Exercise requirements => Transcribe the data below word for word, omitting the picture.

■ ■ ■ ■

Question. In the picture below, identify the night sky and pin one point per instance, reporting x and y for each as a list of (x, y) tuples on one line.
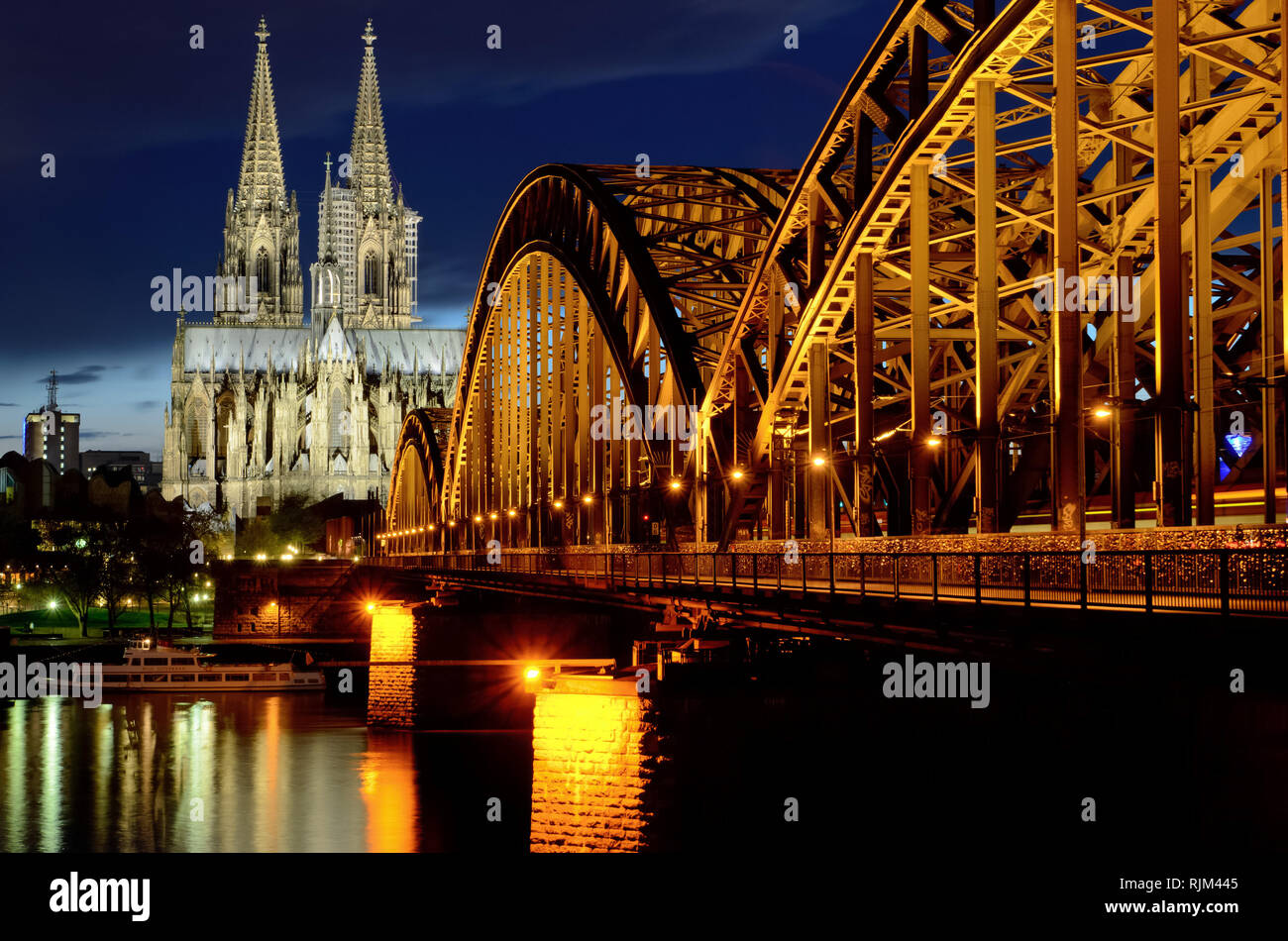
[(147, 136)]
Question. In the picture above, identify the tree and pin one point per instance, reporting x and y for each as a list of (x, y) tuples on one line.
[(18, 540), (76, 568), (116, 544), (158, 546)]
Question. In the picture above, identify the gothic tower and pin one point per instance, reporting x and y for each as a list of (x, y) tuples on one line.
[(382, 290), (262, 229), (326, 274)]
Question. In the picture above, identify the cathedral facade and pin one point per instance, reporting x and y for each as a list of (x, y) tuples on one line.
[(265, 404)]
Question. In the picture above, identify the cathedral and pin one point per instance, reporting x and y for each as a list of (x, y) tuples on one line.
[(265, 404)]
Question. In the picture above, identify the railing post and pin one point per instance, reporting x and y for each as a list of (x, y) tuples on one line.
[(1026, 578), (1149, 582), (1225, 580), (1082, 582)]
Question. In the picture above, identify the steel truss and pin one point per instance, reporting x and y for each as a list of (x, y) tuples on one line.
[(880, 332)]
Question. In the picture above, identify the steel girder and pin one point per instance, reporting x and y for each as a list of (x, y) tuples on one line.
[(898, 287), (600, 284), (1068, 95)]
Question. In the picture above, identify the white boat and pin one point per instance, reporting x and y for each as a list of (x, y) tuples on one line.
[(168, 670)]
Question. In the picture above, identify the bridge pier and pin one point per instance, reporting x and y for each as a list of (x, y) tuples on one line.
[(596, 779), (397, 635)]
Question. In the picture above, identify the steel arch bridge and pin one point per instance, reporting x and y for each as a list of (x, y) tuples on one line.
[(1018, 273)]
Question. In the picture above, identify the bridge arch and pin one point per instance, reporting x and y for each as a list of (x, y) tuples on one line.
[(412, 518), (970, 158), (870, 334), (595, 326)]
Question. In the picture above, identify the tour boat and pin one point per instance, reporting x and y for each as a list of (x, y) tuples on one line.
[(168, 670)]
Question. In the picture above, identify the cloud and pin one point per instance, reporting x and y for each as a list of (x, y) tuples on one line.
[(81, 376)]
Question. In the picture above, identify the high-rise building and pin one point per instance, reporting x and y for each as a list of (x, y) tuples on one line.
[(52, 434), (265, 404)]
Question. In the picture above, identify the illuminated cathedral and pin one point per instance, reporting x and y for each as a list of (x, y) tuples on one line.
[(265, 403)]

■ ■ ■ ■

Answer =>
Question. In the picture below, identify the night sky and pin one point per instance, reporting x and y for each as a list of (x, y) tuples on one line.
[(147, 136)]
Question. In the picture above, identify the tree and pin one point per instance, reporting x and y for each as a list of (x, y) tuples on one line.
[(18, 540), (76, 568), (116, 544), (158, 546)]
Question. In the picture above, identify the gothic tower and pin one point per instance, reporting x and y for each as a list of (x, y) tuples on one line.
[(382, 290), (262, 229), (326, 274)]
Question. In the picture above, identify the cathedral facade and pin one point per instance, reporting x and y for each as a list of (x, y) tuples on one line.
[(265, 404)]
Question. In the picture above, identify the cathedral and pin one point per instance, reporting x and y for each as a list of (x, y) tuples on one line.
[(265, 404)]
Question. In the picture above, identify the railing post and pin one point per instance, reporting x and y for each as a list of (x, y) tuples on one line.
[(1026, 578), (1149, 582), (1225, 580), (1082, 582)]
Question. In the picture above, identify the steel truss and pin one point per instance, reporting x and y for each as a list of (x, y) tuples on one line.
[(880, 332)]
Question. In the picture above, identify the steel girder and pin one point per instance, reporting x and y for each as a list of (x, y) tuples on one line.
[(898, 287), (600, 284), (1068, 95)]
Question. In the picture above, identify the white boat and pin one point per instance, reporting x and y for each as a list of (x, y) tuples on one line.
[(168, 670)]
Question. In the picture above, identify the bridge pier and pin one point per instance, reporting x and y for each as a list of (x, y) tuples on one line.
[(596, 779), (397, 635)]
Question. In the picture above, identify the steel arch bridge and pin one point per instance, reporting x and y for each as a list of (x, y) tuples on one line.
[(1018, 273)]
Question. In the picture above, identify the bridge arch and pin one point per instance, reporting x and y for each as a list of (x, y) tuples on one line.
[(412, 518), (970, 158), (870, 334), (595, 326)]
Question. In the picture above, identify the tour boat and pin one point per instance, reporting x and y for each as a list of (x, y) tuples on one line.
[(168, 670)]
Question. In the picture above, identify the cloud and pin one point per instance, reporting x and y for each as a list of (x, y) tuples on one line.
[(81, 376)]
Question. In the picture above, identify the high-rise building and pin one point per instance, reporting x and y for each as a list of (x, y) tuples on one line.
[(52, 434), (265, 404)]
Question. In the picture above, identify the illuminated cathedral and pin one point per instance, reporting x and y for each as a list of (x, y) tuples on one line.
[(265, 403)]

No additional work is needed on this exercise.